Leave the pictures in the listing below aside and reproduce exactly the lines starting with the one with "element like <point>41,466</point>" and going on through the one with "query | van door", both ends included.
### Extracted data ###
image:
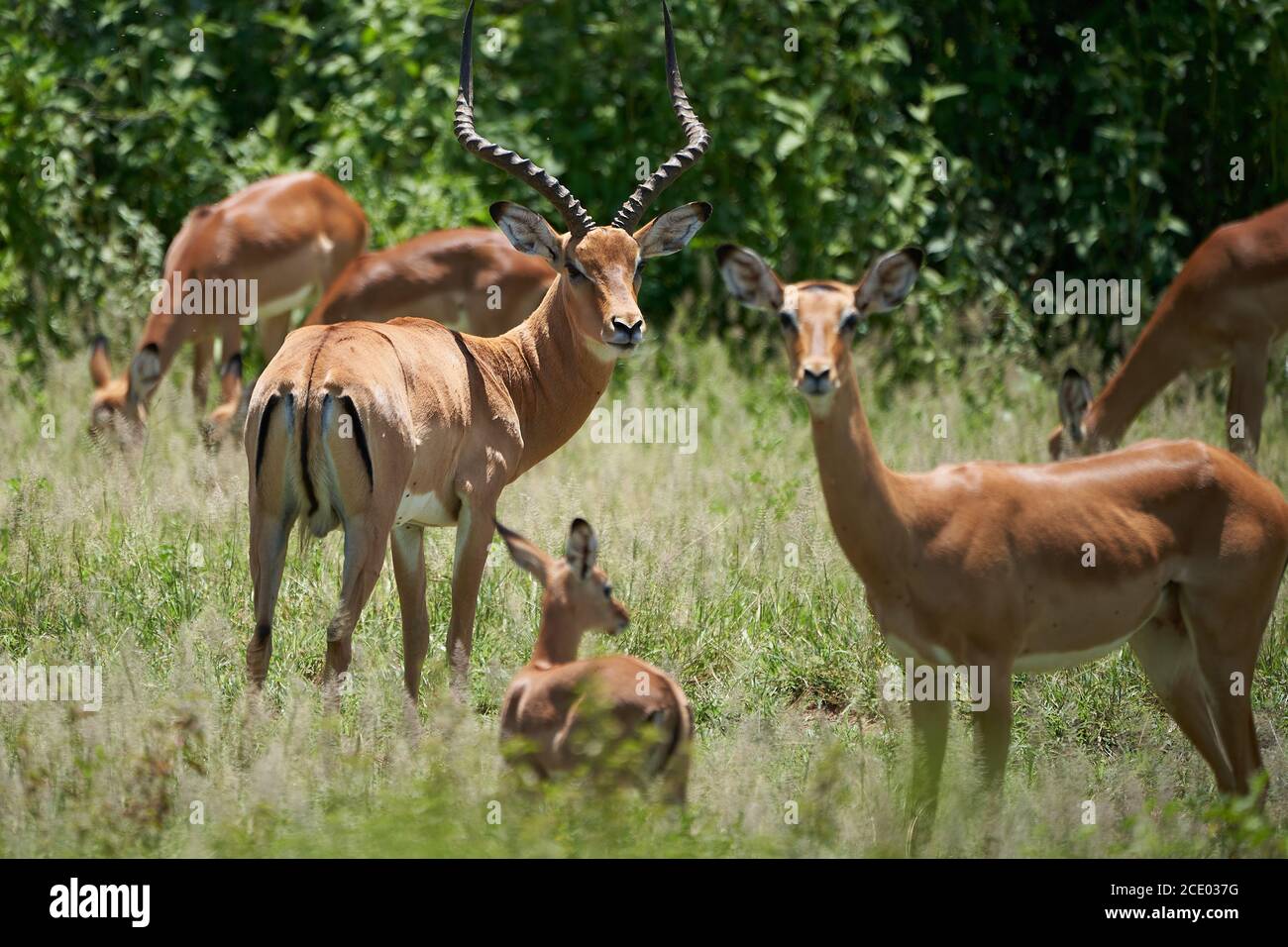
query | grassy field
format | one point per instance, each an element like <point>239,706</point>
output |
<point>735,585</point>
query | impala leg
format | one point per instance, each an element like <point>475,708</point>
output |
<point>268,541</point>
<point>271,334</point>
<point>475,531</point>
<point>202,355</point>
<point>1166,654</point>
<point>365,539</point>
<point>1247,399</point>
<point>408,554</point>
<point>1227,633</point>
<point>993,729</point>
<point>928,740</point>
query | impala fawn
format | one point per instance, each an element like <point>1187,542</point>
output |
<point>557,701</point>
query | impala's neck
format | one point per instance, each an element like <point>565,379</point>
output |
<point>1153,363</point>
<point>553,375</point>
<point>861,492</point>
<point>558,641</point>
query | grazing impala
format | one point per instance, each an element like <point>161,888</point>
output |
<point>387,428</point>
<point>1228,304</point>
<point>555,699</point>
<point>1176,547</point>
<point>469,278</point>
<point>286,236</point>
###
### Extracted data ###
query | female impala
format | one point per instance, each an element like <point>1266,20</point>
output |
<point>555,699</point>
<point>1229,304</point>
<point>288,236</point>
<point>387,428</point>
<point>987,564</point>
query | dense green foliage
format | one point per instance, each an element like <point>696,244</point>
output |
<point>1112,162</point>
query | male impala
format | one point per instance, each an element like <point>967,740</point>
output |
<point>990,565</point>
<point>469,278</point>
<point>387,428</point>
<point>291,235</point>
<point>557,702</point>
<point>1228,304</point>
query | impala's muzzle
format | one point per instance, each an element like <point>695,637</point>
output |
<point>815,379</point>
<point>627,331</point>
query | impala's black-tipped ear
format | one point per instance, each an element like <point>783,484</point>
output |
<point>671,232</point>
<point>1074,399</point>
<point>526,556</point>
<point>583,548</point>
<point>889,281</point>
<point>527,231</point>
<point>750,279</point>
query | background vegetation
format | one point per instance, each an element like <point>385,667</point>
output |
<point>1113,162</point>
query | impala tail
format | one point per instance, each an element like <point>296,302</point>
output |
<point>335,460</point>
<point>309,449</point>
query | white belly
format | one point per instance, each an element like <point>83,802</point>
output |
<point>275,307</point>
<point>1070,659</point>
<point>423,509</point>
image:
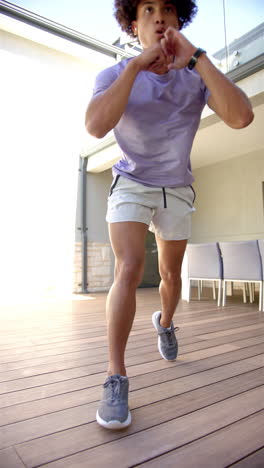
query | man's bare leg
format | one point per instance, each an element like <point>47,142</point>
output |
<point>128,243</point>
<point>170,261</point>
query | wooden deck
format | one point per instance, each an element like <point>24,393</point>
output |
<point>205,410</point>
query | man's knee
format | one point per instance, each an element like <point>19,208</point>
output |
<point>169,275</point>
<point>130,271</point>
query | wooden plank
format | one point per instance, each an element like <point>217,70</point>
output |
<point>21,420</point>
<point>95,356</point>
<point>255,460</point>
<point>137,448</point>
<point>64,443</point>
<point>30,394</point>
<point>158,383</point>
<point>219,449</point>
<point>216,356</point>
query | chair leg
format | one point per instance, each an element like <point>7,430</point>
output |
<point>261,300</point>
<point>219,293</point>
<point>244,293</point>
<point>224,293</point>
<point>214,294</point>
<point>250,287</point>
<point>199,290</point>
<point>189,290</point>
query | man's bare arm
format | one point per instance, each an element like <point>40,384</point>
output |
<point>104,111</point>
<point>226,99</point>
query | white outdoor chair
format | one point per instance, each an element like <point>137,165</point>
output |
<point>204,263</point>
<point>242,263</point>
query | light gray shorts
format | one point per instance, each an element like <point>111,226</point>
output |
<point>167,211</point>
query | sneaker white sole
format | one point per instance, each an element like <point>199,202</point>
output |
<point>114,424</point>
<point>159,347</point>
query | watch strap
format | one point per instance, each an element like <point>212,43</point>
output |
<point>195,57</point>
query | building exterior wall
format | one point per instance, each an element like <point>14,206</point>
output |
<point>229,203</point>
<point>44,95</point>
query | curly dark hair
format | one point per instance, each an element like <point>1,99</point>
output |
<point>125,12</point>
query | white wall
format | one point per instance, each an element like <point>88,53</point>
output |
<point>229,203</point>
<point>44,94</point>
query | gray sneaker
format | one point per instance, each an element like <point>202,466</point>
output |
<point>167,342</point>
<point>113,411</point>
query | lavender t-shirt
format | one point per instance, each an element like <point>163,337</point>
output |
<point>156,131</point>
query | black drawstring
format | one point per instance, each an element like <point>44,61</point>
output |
###
### Extracted data ###
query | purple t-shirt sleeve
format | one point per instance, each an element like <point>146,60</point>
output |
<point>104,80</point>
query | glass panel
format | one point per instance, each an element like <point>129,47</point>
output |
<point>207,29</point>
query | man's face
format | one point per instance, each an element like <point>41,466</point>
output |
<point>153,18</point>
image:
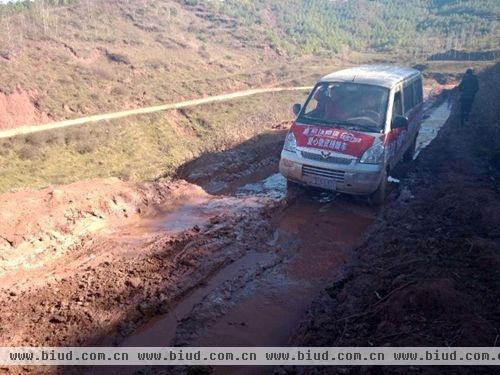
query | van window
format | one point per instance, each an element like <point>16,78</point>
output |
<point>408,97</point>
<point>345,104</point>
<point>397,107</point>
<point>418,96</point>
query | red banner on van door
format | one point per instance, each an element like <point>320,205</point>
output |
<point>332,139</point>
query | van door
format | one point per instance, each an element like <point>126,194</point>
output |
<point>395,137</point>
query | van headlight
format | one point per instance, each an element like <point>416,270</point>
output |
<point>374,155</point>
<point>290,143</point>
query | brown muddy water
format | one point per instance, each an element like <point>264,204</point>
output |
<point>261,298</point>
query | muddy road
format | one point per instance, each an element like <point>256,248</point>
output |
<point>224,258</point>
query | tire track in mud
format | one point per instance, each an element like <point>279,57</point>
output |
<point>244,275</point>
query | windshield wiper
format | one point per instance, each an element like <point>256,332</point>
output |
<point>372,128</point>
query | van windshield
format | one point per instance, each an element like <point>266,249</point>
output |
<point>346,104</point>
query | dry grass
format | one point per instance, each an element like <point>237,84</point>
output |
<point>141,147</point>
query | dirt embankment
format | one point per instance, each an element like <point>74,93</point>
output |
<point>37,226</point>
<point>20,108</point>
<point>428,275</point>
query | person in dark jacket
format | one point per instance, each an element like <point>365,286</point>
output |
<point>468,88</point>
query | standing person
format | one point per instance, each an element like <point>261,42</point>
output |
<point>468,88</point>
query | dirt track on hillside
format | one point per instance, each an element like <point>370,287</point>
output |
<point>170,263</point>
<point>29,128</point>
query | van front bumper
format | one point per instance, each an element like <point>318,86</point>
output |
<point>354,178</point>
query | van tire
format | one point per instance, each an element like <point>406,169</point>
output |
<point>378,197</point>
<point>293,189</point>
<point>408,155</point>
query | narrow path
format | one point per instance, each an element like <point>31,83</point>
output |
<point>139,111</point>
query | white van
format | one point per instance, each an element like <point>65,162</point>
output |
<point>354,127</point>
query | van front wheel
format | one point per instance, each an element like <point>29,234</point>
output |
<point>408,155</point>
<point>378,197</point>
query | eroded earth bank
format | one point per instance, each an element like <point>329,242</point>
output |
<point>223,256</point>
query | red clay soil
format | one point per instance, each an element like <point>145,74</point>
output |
###
■ **Answer box**:
format | one point per instance, each an element like <point>41,466</point>
output |
<point>153,18</point>
image:
query | van window
format | one point per instance, each an element like <point>16,78</point>
output |
<point>408,97</point>
<point>345,104</point>
<point>397,107</point>
<point>418,96</point>
query | red banner on van door
format | one point per instance, each an element like <point>320,205</point>
output |
<point>332,139</point>
query | van door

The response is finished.